Work task>
Please reproduce the listing word for word. Pictures stay out.
#### Dataset records
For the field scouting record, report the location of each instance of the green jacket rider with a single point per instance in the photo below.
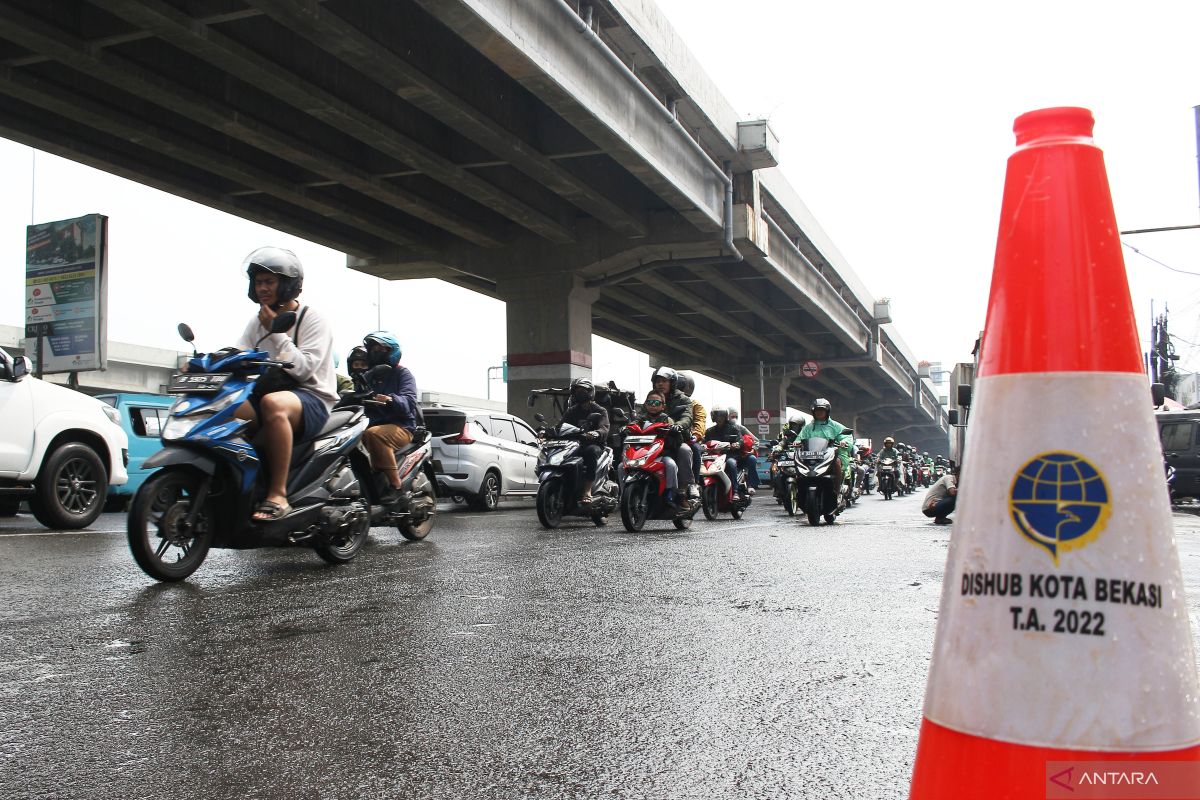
(826, 427)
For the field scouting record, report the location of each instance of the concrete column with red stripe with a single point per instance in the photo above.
(549, 324)
(1063, 633)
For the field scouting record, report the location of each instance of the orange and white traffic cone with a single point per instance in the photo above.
(1062, 639)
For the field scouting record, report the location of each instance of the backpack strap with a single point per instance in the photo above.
(295, 336)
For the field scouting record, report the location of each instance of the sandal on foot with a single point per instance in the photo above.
(270, 511)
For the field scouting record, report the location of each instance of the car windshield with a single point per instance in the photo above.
(443, 422)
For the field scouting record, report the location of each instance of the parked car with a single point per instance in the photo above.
(142, 417)
(1181, 447)
(59, 449)
(483, 456)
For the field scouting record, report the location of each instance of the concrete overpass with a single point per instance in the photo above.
(570, 160)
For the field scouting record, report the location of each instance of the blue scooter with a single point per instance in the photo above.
(211, 477)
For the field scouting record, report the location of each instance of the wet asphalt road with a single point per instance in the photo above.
(753, 659)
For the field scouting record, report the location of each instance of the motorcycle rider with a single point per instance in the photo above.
(297, 405)
(589, 416)
(395, 417)
(723, 428)
(823, 426)
(678, 407)
(699, 419)
(940, 499)
(654, 410)
(749, 458)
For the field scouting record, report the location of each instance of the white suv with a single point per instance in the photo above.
(481, 456)
(59, 449)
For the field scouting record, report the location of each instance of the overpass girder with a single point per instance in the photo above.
(537, 43)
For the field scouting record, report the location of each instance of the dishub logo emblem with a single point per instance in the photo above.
(1060, 501)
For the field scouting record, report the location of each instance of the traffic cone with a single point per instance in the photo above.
(1062, 638)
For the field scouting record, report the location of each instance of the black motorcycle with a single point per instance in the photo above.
(561, 477)
(887, 477)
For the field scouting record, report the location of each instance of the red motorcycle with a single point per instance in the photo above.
(718, 492)
(643, 494)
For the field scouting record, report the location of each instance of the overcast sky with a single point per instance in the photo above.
(895, 124)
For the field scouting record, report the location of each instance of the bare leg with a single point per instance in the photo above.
########
Answer to this problem>
For the field scouting record, report the location of each instance of the green jacket rider with a single point per instance in the photo below.
(826, 427)
For the field scouting record, report the location of each instance of the concrete column with red stripe with a single point per instance in the photo above.
(549, 324)
(1063, 633)
For the field scouting record, report the location of each instance of the orange and white traffic cone with a single point per instance in the photo above.
(1062, 639)
For the field scouting record, report the location of each instance of the backpack strap with a single point per instance in the photo above.
(295, 336)
For the field scouting record, report the location of each instance of the sandal on foot with a single point per instance in the photo above.
(270, 511)
For the field scouting record, report the location of each instance of the car windshield with a single point per instance in the photo above.
(443, 422)
For the field scouting record, report the location of each instance of the parked car with a single point per instance in the photo above.
(142, 417)
(1181, 447)
(59, 449)
(483, 456)
For the field scouting record, report the location of each instance of the concrete overpass with a single point per instance in the photo above.
(570, 160)
For the field scouting record, report the location of each instance of the blue scooter with a single point per instance in the photo above.
(211, 477)
For the field scouting record, report the location of each instance of the wet asphalt road with a single point per instance in the photo above.
(753, 659)
For the field scouting record, report the location of each instance of the motorcycle rider with a single point per instance in the photo above.
(297, 405)
(589, 416)
(395, 417)
(723, 428)
(823, 426)
(678, 407)
(699, 419)
(940, 499)
(654, 410)
(749, 458)
For the field scouting record, report the location of each instance of the white suv with a single point per instance in the photo above.
(481, 456)
(59, 449)
For the field scouting record, report the location of each instance of the overpass girder with a single point per instance in the photo above.
(537, 43)
For the field scouting record, report the location of each instance of the dishub logo emblem with a single point per instance in the photo above.
(1060, 501)
For the field scouting record, report the location of each instance of the traffic cone with a single point per instance in the photo above.
(1062, 638)
For the field scouting record, report the location of each instance of the black motorcycle with a single point per instance in the photo above.
(561, 477)
(887, 477)
For the field scouting record, report the location of each instance of the red motorcycle with a single point per instance in the photo above.
(718, 492)
(643, 494)
For the field scouting record, report the location of each instance of the overcast sky with a single point per instance in the photo above.
(895, 124)
For the field scouting record, report the location of each instance of the bare leg with a single point per instance in the photo above.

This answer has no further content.